Task instructions ::
- a) List every person whom the passage about Mark Chapman's sentencing identifies by both first and last name.
- b) Reproduce the records verbatim from the line that contains "Where can you see the hedgehog leg" through the final line of the records, including both of those lines.

Provided passage ::
★ ★ ★ ★ ★
Mark Chapman’s last day on public exhibition for the murder of John Lennon was a reminder of the penalties we incur from our habitual neglect of apparently negligible people. He arrived in court to be sentenced with his hair and his flesh trimmer than we had ever seen them and sat holding The Catcher in the Rye before him like a missal throughout the nearly five hours it took to argue out what was to be done with him.

It was an argument notable for the absence of any real dispute about the swarm-haunted interior he had so long struggled with and once more managed to hide within an outward semblance as blank as a milk bottle. Jonathan Marks, his counsel, called him “a very dangerous man,” and Assistant District Attorney Allen Sullivan described him as someone “interested only in himself” and incapable of sorrow or remorse.

The largest portion of the day was occupied by Dr. Daniel Schwartz, the defense’s chief psychiatric witness, whose testimony had the particular fascination that resides in the discovery that any human container can look so empty and turn out to be packed to the point of bursting.

Chapman was only nine or ten, Schwartz reported, when he began populating the walls of his room with little people, his creation as Man is God’s. Sometimes he treated them to Beatle concerts, with the performers represented by his toy soldiers with pictures of guitars pasted over their guns. Sometimes his tiny subjects angered him and he disposed of troublemakers by pressing an imaginary destruction button on his sofa.

As he grew older, the fight to control himself and his rage grew more hectic still. He tried to order it by appointing a government of checks and balances with himself as a constitutional president subject to advice by a cabinet and restraint by a parliament. One committee supervised his budget, another managed his health, and another—of defense—held him back whenever some slight goaded him toward aggression.

With time, as presidents often do, he removed himself more and more from the ordinary citizens of his fancied kingdom and confined his contacts with them to appearances of state on television. But his dependence upon the elite grew more and more intense; sometimes his Congress would meet all night before it could decide his course. He was twenty-two before he dissolved his government. Early in the summer of 1980, he reassembled some of its more trusted leaders to propose killing John Lennon.

“They didn’t want any part of it,” Chapman told Daniel Schwartz. His interior structure, in so many ways ingenious and in not a few charming, had collapsed; and Mark Chapman was without a government.
★ ★ ★ ★ ★
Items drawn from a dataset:
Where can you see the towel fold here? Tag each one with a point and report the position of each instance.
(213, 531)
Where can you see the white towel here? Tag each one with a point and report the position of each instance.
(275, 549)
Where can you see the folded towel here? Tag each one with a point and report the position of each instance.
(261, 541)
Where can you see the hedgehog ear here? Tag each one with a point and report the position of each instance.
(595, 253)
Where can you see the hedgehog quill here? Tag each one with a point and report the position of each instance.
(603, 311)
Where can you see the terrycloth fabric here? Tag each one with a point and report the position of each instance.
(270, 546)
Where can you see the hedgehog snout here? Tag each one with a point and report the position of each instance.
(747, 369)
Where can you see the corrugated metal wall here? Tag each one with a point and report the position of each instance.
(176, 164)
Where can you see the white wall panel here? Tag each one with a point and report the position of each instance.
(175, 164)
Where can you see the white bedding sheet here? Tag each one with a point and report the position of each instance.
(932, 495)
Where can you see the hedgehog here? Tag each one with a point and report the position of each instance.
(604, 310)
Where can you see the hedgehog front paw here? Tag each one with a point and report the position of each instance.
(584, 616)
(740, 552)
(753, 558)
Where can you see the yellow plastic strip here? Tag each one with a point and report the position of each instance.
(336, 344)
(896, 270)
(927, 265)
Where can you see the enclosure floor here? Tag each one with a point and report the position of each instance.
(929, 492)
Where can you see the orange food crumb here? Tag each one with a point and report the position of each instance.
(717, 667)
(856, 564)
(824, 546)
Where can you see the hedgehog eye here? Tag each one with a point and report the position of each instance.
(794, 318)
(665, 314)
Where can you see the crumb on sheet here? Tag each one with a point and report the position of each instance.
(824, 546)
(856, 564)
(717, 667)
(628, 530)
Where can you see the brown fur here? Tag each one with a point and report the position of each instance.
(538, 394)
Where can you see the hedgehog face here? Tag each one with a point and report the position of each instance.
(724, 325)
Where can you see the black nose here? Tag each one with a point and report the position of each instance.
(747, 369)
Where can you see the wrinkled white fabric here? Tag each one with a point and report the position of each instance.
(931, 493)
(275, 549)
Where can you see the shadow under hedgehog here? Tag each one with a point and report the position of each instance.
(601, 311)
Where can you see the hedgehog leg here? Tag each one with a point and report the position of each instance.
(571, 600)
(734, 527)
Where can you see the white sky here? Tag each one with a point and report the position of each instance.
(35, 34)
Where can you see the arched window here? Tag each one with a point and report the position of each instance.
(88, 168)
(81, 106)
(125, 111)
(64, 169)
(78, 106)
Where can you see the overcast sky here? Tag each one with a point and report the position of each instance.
★ ★ ★ ★ ★
The replies ::
- a) Mark Chapman, John Lennon, Jonathan Marks, Allen Sullivan, Daniel Schwartz

- b)
Where can you see the hedgehog leg here? Tag each one with a point and report the position of each instance.
(571, 600)
(734, 527)
Where can you see the white sky here? Tag each one with a point and report the position of each instance.
(35, 34)
Where can you see the arched window here? Tag each one with a point and report the position of each instance.
(88, 168)
(81, 106)
(125, 111)
(64, 169)
(78, 106)
Where can you see the overcast sky here? Tag each one with a point and report the position of each instance.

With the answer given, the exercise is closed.